• _Extract_
That is the kind of moment that makes your hands go cold after the danger passes. Nothing happened, technically. No shot. No hole in the wall. No police report. No injury. No one else may have even known there was a problem.

But he knew.

In a Reddit post, a concealed carrier said he had just come close to a negligent discharge while adjusting his carry setup. That kind of post gets attention because it sits right on the line between a bad habit and a life-changing mistake.

The gun did not fire.

That is the lucky part.

But a finger, trigger, holster, garment, or adjustment got close enough to make him realize how easily it could have gone the other way. And once that realization hits, it is hard to keep pretending the routine is fine.

A lot of carry mistakes start with a tiny bit of discomfort. The holster is digging into your side. The gun is sitting a little too high. The shirt is bunched. The belt feels wrong. The grip is printing. The whole setup shifted in the car. You go to fix it real quick because it does not feel like “gun handling.” It feels like adjusting clothing.

That is the trap.

If your hand is on the gun, if the holster is moving, if the trigger area is involved, or if the firearm is being repositioned, you are handling a loaded weapon. It does not matter that you are not at the range. It does not matter that you are not drawing. It does not matter that you only meant to make it more comfortable.

The gun does not know the difference.

That seems to be what this carrier ran into. A normal adjustment turned into a near miss, and suddenly the problem was not comfort anymore. It was the whole habit of messing with a carry rig while the gun was loaded and on his body.

That is where commenters usually get blunt, and for good reason. A carry gun should not be constantly adjusted throughout the day. It should go into a safe, stable holster and stay there unless there is a specific reason to remove it. If the setup requires constant fiddling, the setup is not working.

That may mean the holster is wrong. It may mean the belt is wrong. It may mean the carry position is wrong. It may mean the gun is too big for that clothing or the clothing is not built around the gun. It may mean the owner needs more practice putting it on safely before leaving the house.

But the answer is not casual mid-day gun handling.

That is how people get hurt.

The scariest part of a near negligent discharge is that it gives you a glimpse of an alternate timeline. One slightly different angle. One little snag in the trigger guard. One careless finger placement. One rushed adjustment. Suddenly the story is not “I almost had an ND.” It is “I put a round through my leg,” “I shot my floor,” or “I sent a bullet through a wall.”

The only thing separating those two versions may be luck.

Luck is useful once.

It is not a plan.

A lot of people think negligent discharges happen because someone is wildly irresponsible. Sometimes they do. But a lot happen during ordinary, familiar motions. Reholstering. Unholstering. Adjusting. Taking the holster off. Putting the gun in a safe. Moving it from a nightstand to a belt. Dry-firing after reloading. Cleaning. Checking. Fidgeting.

The boring moments are where people relax.

That is why a near miss matters. It is the firearm version of almost drifting into another lane on the highway. You can either shrug and say nothing happened, or you can change what caused it before the next time.

For a carrier, that means building hard rules.

No adjusting the gun by grabbing near the trigger. No reholstering fast. No fighting a cover garment into place with the pistol half-exposed. No pulling the gun out just to make the holster sit better unless you are in a safe place and deliberately handling it. No distracted fiddling in the car, bathroom, or bedroom.

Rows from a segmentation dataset
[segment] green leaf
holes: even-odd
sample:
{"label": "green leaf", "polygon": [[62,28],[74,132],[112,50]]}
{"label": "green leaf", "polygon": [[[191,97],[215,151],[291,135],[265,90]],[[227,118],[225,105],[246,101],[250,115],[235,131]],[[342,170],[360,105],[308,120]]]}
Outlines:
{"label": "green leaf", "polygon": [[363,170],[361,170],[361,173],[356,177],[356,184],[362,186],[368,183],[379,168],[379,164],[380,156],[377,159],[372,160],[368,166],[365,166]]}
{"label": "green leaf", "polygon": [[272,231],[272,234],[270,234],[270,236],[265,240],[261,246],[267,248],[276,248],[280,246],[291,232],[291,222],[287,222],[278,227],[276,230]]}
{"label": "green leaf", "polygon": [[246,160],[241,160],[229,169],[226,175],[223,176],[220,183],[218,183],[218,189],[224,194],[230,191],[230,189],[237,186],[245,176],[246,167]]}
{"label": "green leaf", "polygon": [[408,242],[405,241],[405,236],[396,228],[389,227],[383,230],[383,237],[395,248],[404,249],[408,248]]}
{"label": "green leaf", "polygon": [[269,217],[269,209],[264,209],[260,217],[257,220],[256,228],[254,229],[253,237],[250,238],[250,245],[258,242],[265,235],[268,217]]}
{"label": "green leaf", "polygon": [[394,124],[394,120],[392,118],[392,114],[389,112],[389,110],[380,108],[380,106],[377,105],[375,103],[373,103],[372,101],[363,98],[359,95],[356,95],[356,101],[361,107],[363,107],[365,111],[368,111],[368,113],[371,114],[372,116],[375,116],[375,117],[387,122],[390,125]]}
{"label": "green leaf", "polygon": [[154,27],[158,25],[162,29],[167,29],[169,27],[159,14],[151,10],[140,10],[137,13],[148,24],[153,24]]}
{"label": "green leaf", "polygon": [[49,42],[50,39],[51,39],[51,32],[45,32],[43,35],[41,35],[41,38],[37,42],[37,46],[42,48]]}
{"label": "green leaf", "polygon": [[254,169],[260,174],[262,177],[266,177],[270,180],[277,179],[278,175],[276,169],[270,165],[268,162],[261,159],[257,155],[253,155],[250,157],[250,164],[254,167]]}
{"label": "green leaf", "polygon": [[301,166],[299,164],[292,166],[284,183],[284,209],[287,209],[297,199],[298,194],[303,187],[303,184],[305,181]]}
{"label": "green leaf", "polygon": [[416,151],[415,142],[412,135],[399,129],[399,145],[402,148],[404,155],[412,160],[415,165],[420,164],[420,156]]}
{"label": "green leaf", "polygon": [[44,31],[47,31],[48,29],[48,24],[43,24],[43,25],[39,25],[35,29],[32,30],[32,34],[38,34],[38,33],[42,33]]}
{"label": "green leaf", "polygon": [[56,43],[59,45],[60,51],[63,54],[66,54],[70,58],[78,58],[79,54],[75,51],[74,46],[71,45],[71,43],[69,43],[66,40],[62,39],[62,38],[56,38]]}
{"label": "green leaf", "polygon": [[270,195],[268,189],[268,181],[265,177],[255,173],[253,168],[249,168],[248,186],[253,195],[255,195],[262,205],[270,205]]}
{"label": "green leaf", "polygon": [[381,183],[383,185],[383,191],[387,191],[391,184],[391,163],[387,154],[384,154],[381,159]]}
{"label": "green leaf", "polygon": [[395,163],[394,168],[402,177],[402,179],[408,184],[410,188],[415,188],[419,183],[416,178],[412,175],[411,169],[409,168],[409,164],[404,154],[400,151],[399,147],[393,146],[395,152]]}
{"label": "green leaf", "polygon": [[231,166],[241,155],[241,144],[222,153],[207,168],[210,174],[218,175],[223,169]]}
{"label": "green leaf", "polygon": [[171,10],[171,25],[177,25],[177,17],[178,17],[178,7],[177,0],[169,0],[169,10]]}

• _Task requirements_
Answer these questions using the article about the concealed carrier's near negligent discharge above:
1. Where did the concealed carrier describe his near miss?
2. According to the article, where should a carry gun go, and when should it come out?
3. What driving situation does the article compare a near miss to?

• _Task response_
1. In a Reddit post.
2. Into a safe, stable holster, where it stays unless there is a specific reason to remove it.
3. Almost drifting into another lane on the highway.